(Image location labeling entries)
★ ★ ★ ★ ★
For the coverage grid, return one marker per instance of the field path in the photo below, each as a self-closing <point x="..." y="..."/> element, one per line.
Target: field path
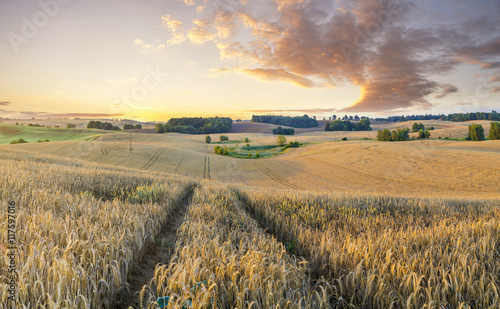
<point x="159" y="252"/>
<point x="266" y="171"/>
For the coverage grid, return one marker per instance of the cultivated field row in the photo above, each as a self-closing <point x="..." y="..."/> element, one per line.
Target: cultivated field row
<point x="84" y="231"/>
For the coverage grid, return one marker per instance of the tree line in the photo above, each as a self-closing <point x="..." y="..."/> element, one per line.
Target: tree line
<point x="195" y="125"/>
<point x="283" y="131"/>
<point x="347" y="125"/>
<point x="457" y="117"/>
<point x="289" y="121"/>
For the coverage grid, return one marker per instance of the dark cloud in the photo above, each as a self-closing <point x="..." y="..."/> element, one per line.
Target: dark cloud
<point x="62" y="115"/>
<point x="281" y="111"/>
<point x="391" y="49"/>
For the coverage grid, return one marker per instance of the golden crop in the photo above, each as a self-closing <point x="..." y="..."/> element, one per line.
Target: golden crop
<point x="81" y="227"/>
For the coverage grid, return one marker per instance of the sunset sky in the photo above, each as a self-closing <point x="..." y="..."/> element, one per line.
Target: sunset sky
<point x="153" y="60"/>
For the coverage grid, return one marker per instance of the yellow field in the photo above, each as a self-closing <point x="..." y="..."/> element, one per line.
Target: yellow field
<point x="372" y="225"/>
<point x="433" y="168"/>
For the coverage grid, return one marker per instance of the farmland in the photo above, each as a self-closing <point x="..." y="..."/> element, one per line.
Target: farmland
<point x="355" y="223"/>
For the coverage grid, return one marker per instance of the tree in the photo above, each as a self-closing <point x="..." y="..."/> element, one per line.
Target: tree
<point x="159" y="128"/>
<point x="476" y="132"/>
<point x="281" y="140"/>
<point x="423" y="134"/>
<point x="494" y="131"/>
<point x="384" y="135"/>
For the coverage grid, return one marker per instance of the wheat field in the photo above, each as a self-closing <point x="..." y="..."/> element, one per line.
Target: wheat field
<point x="326" y="227"/>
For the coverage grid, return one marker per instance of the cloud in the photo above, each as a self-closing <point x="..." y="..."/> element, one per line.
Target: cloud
<point x="392" y="50"/>
<point x="281" y="111"/>
<point x="32" y="114"/>
<point x="447" y="89"/>
<point x="278" y="75"/>
<point x="199" y="35"/>
<point x="171" y="23"/>
<point x="188" y="2"/>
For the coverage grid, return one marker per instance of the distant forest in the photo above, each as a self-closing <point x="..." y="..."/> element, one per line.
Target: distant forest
<point x="296" y="122"/>
<point x="457" y="117"/>
<point x="196" y="125"/>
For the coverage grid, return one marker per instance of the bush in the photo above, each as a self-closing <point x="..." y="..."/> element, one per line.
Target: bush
<point x="494" y="131"/>
<point x="19" y="141"/>
<point x="292" y="145"/>
<point x="417" y="127"/>
<point x="423" y="134"/>
<point x="476" y="132"/>
<point x="281" y="140"/>
<point x="396" y="135"/>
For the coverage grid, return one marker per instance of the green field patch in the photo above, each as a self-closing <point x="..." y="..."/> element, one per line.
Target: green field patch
<point x="226" y="142"/>
<point x="9" y="133"/>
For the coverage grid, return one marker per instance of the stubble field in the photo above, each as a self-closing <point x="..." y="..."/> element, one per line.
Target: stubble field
<point x="353" y="224"/>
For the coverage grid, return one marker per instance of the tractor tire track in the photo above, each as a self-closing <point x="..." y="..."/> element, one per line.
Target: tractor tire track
<point x="153" y="159"/>
<point x="274" y="177"/>
<point x="206" y="168"/>
<point x="144" y="271"/>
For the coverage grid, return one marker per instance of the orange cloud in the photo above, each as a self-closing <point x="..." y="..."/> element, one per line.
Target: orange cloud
<point x="278" y="75"/>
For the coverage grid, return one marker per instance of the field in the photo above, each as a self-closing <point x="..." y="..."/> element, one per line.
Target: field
<point x="430" y="168"/>
<point x="9" y="133"/>
<point x="332" y="224"/>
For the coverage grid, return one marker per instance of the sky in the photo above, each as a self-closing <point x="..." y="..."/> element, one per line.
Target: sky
<point x="152" y="60"/>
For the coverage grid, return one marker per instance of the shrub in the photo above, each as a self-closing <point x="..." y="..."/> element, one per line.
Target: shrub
<point x="494" y="131"/>
<point x="19" y="141"/>
<point x="476" y="132"/>
<point x="417" y="127"/>
<point x="281" y="140"/>
<point x="423" y="134"/>
<point x="221" y="150"/>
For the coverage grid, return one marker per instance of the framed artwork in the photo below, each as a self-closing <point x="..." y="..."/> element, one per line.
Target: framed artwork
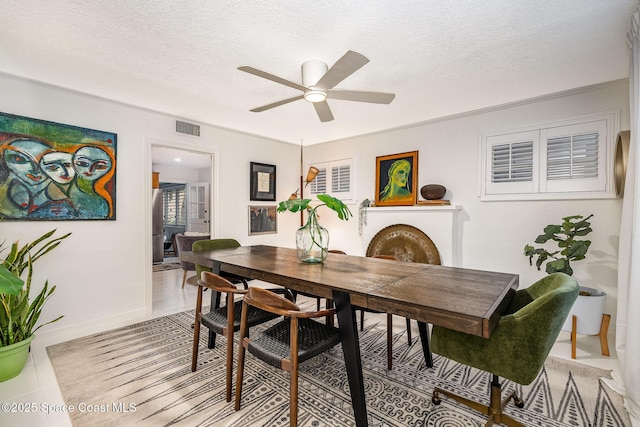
<point x="397" y="179"/>
<point x="263" y="220"/>
<point x="263" y="182"/>
<point x="52" y="171"/>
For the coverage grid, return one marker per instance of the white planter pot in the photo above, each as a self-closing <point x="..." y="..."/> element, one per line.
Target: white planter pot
<point x="588" y="309"/>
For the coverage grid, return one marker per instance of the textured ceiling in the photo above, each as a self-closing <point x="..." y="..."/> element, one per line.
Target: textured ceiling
<point x="438" y="57"/>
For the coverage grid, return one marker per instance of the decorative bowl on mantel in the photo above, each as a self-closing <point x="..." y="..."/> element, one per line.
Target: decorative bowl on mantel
<point x="433" y="191"/>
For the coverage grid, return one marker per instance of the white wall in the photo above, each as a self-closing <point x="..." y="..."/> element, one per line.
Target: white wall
<point x="103" y="271"/>
<point x="493" y="233"/>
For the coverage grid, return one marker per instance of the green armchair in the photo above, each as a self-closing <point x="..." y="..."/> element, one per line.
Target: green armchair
<point x="207" y="245"/>
<point x="519" y="345"/>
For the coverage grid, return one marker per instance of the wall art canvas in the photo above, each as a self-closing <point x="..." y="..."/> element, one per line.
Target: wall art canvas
<point x="262" y="182"/>
<point x="52" y="171"/>
<point x="397" y="179"/>
<point x="263" y="219"/>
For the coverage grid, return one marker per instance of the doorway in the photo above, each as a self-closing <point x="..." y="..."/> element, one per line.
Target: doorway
<point x="193" y="173"/>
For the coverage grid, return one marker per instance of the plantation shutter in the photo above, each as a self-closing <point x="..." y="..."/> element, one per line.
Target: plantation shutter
<point x="512" y="162"/>
<point x="319" y="184"/>
<point x="341" y="179"/>
<point x="175" y="209"/>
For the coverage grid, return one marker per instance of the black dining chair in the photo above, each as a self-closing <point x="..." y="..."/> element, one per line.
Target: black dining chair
<point x="389" y="321"/>
<point x="223" y="320"/>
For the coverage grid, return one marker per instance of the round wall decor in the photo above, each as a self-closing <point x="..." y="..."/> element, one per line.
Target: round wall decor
<point x="620" y="165"/>
<point x="405" y="243"/>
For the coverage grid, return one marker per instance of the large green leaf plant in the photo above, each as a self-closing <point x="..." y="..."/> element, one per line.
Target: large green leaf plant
<point x="18" y="313"/>
<point x="566" y="237"/>
<point x="296" y="205"/>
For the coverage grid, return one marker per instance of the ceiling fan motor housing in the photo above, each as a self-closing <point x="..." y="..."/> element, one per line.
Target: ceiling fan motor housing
<point x="312" y="72"/>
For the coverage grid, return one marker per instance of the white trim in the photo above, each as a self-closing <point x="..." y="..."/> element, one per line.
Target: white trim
<point x="149" y="143"/>
<point x="607" y="122"/>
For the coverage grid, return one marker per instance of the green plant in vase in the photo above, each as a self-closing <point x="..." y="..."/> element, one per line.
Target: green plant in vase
<point x="19" y="314"/>
<point x="312" y="239"/>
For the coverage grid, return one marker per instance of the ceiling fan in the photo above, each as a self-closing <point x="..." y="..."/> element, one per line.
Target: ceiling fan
<point x="318" y="82"/>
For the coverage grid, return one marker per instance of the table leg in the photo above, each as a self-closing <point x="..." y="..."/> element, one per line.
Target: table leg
<point x="215" y="302"/>
<point x="426" y="347"/>
<point x="351" y="351"/>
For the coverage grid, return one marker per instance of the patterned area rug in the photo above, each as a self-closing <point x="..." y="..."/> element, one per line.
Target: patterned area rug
<point x="141" y="375"/>
<point x="168" y="266"/>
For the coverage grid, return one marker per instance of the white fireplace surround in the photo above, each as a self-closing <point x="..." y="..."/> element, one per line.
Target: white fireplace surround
<point x="440" y="223"/>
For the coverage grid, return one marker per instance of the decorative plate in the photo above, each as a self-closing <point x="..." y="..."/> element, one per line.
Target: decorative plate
<point x="406" y="243"/>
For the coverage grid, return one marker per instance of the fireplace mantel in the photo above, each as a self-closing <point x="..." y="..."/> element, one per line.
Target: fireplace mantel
<point x="440" y="223"/>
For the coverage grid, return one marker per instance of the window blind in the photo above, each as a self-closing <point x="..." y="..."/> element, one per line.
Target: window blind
<point x="319" y="185"/>
<point x="174" y="206"/>
<point x="340" y="179"/>
<point x="572" y="157"/>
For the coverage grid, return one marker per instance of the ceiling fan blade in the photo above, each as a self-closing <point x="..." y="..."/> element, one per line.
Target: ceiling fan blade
<point x="361" y="96"/>
<point x="271" y="77"/>
<point x="343" y="68"/>
<point x="277" y="104"/>
<point x="323" y="110"/>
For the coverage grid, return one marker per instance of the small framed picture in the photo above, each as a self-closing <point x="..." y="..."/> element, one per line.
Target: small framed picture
<point x="397" y="179"/>
<point x="263" y="219"/>
<point x="262" y="182"/>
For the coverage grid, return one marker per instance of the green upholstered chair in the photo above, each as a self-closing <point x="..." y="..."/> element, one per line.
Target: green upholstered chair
<point x="210" y="244"/>
<point x="517" y="348"/>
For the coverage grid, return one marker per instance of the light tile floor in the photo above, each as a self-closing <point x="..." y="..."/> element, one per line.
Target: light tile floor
<point x="36" y="398"/>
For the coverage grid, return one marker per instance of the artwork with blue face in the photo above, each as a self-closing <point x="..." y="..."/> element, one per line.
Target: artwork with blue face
<point x="52" y="171"/>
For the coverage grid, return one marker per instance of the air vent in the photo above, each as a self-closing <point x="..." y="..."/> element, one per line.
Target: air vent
<point x="187" y="128"/>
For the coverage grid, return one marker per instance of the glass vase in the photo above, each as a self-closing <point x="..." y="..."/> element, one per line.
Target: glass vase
<point x="312" y="240"/>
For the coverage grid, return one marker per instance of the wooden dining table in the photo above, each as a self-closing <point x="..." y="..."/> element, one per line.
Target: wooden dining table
<point x="466" y="300"/>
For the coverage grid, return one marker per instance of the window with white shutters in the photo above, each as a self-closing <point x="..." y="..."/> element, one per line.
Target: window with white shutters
<point x="174" y="205"/>
<point x="319" y="184"/>
<point x="568" y="159"/>
<point x="512" y="162"/>
<point x="335" y="178"/>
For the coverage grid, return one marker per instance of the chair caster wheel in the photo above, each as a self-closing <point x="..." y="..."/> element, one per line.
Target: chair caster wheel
<point x="518" y="402"/>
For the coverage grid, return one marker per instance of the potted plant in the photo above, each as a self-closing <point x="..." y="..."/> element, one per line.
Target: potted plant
<point x="312" y="239"/>
<point x="589" y="307"/>
<point x="570" y="248"/>
<point x="19" y="314"/>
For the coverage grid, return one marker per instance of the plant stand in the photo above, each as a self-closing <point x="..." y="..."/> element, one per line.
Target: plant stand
<point x="604" y="328"/>
<point x="587" y="317"/>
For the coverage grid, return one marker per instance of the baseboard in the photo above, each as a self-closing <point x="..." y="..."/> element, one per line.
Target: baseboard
<point x="58" y="335"/>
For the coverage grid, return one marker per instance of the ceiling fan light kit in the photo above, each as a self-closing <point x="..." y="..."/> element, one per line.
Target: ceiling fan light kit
<point x="318" y="80"/>
<point x="315" y="95"/>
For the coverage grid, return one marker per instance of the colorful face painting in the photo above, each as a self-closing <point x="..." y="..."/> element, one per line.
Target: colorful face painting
<point x="51" y="171"/>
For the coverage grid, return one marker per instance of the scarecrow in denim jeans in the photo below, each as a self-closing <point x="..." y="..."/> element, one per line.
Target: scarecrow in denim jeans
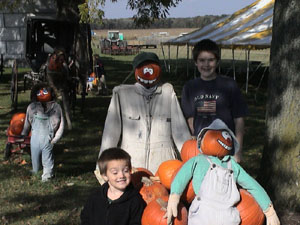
<point x="44" y="118"/>
<point x="215" y="175"/>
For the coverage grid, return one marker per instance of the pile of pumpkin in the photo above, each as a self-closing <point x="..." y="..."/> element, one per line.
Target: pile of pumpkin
<point x="155" y="192"/>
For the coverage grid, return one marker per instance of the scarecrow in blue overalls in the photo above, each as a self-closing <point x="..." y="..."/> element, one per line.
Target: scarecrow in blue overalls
<point x="44" y="117"/>
<point x="215" y="175"/>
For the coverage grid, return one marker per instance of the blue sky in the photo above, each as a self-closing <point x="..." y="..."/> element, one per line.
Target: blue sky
<point x="187" y="8"/>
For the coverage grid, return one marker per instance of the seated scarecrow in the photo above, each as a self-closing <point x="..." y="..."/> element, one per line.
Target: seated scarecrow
<point x="215" y="175"/>
<point x="45" y="120"/>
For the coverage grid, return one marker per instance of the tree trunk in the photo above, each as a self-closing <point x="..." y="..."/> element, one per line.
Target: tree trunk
<point x="280" y="167"/>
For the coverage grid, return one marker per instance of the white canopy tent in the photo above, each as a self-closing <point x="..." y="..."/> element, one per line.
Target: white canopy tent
<point x="248" y="28"/>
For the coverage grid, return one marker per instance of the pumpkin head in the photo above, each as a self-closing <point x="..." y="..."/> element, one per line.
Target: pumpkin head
<point x="155" y="211"/>
<point x="43" y="95"/>
<point x="219" y="132"/>
<point x="250" y="212"/>
<point x="148" y="73"/>
<point x="166" y="170"/>
<point x="216" y="143"/>
<point x="189" y="149"/>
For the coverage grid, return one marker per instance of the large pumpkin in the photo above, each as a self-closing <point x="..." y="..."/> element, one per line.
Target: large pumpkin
<point x="137" y="174"/>
<point x="250" y="212"/>
<point x="166" y="170"/>
<point x="188" y="194"/>
<point x="189" y="149"/>
<point x="152" y="190"/>
<point x="148" y="73"/>
<point x="17" y="123"/>
<point x="216" y="143"/>
<point x="155" y="211"/>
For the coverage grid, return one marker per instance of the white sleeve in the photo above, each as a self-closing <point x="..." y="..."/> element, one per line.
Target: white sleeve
<point x="180" y="130"/>
<point x="113" y="124"/>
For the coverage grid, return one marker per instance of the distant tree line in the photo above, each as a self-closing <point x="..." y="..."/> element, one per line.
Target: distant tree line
<point x="128" y="23"/>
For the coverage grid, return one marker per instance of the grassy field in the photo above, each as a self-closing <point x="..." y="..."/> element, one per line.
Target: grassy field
<point x="26" y="200"/>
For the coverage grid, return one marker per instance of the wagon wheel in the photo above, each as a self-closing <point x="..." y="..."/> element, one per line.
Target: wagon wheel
<point x="7" y="151"/>
<point x="14" y="86"/>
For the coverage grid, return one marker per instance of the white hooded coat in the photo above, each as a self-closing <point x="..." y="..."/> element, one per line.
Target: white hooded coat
<point x="153" y="127"/>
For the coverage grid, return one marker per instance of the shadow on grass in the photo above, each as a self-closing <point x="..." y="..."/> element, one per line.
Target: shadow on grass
<point x="36" y="205"/>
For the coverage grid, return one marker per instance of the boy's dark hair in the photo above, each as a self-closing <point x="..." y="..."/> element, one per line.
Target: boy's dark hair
<point x="208" y="46"/>
<point x="112" y="154"/>
<point x="38" y="87"/>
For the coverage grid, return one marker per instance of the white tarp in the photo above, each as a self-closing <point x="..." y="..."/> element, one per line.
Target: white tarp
<point x="249" y="27"/>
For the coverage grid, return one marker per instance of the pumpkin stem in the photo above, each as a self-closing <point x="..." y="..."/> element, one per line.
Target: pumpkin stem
<point x="156" y="179"/>
<point x="146" y="181"/>
<point x="162" y="204"/>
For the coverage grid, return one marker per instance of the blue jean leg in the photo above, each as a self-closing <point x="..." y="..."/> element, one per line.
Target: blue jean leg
<point x="47" y="161"/>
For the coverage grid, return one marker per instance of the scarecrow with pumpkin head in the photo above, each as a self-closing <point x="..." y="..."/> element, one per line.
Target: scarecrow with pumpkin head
<point x="215" y="175"/>
<point x="145" y="117"/>
<point x="45" y="120"/>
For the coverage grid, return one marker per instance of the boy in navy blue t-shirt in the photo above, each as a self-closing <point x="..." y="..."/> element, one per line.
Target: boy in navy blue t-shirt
<point x="213" y="96"/>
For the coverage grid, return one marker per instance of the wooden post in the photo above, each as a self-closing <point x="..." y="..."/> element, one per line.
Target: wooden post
<point x="248" y="65"/>
<point x="187" y="59"/>
<point x="233" y="63"/>
<point x="162" y="49"/>
<point x="176" y="70"/>
<point x="1" y="65"/>
<point x="169" y="54"/>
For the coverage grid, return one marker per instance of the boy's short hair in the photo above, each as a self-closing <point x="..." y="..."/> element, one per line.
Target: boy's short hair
<point x="208" y="46"/>
<point x="112" y="154"/>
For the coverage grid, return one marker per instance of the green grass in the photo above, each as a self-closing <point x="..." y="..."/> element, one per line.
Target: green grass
<point x="26" y="200"/>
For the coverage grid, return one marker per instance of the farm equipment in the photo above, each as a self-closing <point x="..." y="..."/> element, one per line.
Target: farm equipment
<point x="115" y="45"/>
<point x="15" y="142"/>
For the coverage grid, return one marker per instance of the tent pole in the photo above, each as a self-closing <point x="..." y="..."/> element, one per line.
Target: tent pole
<point x="248" y="65"/>
<point x="169" y="53"/>
<point x="176" y="60"/>
<point x="233" y="63"/>
<point x="220" y="61"/>
<point x="187" y="59"/>
<point x="162" y="49"/>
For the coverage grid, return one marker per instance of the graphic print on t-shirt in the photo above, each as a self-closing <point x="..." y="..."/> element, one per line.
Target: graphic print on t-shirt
<point x="206" y="105"/>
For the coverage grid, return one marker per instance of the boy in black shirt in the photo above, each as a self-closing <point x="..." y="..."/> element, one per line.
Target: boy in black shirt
<point x="116" y="202"/>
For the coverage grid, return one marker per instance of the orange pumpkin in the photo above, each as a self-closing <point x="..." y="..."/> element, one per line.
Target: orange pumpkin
<point x="152" y="190"/>
<point x="148" y="73"/>
<point x="166" y="170"/>
<point x="17" y="116"/>
<point x="44" y="95"/>
<point x="216" y="143"/>
<point x="188" y="194"/>
<point x="155" y="211"/>
<point x="189" y="149"/>
<point x="16" y="124"/>
<point x="250" y="212"/>
<point x="137" y="174"/>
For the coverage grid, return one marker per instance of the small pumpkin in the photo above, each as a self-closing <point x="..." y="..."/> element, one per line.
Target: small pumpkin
<point x="189" y="149"/>
<point x="250" y="212"/>
<point x="216" y="143"/>
<point x="148" y="73"/>
<point x="152" y="190"/>
<point x="16" y="124"/>
<point x="188" y="194"/>
<point x="137" y="174"/>
<point x="44" y="95"/>
<point x="155" y="211"/>
<point x="166" y="170"/>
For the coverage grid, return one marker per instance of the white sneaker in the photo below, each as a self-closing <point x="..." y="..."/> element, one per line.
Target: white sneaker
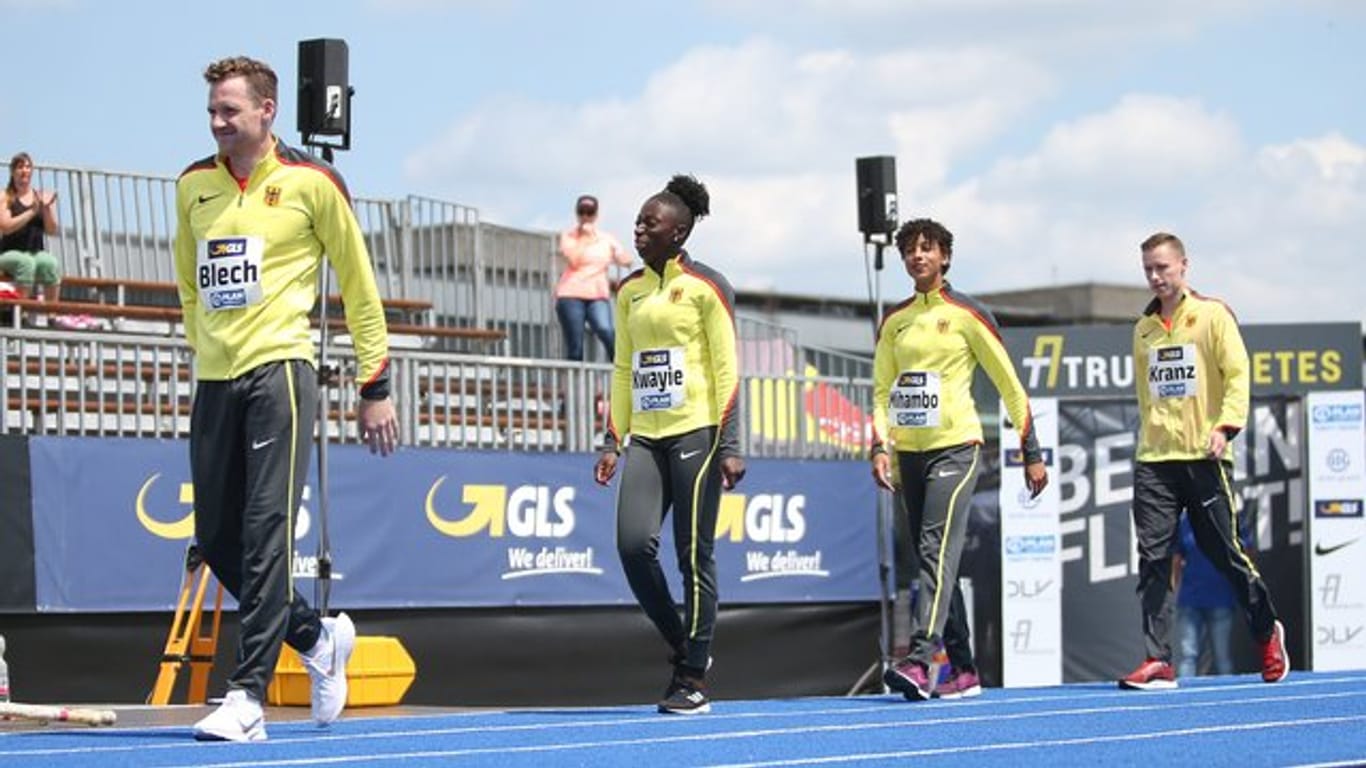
<point x="239" y="718"/>
<point x="327" y="668"/>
★ ★ ★ ★ ★
Directive:
Output exactly the lines from the line with "black shirt in" to the last line of the records, including both, and leave every picture out.

Output of the task:
For the coverage grid, return one marker per instance of the boy in black shirt in the photo above, each as a self-closing <point x="..." y="..."/> element, one per line.
Target: boy in black shirt
<point x="116" y="202"/>
For the coverage grid, return one marker per instance of the orange pumpkin in the photo above, each as a self-closing <point x="..." y="..."/> element, one per line.
Target: orange pumpkin
<point x="152" y="190"/>
<point x="148" y="73"/>
<point x="166" y="170"/>
<point x="17" y="116"/>
<point x="44" y="95"/>
<point x="216" y="143"/>
<point x="188" y="194"/>
<point x="155" y="211"/>
<point x="189" y="149"/>
<point x="16" y="124"/>
<point x="250" y="212"/>
<point x="137" y="174"/>
For the coverage grid, return one marker per instance of the small pumpkin in the photo above, each as a self-closing <point x="..." y="..."/> element, one per line.
Target: small pumpkin
<point x="189" y="149"/>
<point x="250" y="212"/>
<point x="216" y="143"/>
<point x="148" y="73"/>
<point x="152" y="190"/>
<point x="16" y="124"/>
<point x="188" y="194"/>
<point x="137" y="174"/>
<point x="44" y="95"/>
<point x="155" y="211"/>
<point x="166" y="170"/>
For the coverage grid, return one marker per instance of the white sneaker in the photo below, each as a self-closing <point x="..." y="..."/> element, one per line.
Target: white sneaker
<point x="239" y="718"/>
<point x="327" y="668"/>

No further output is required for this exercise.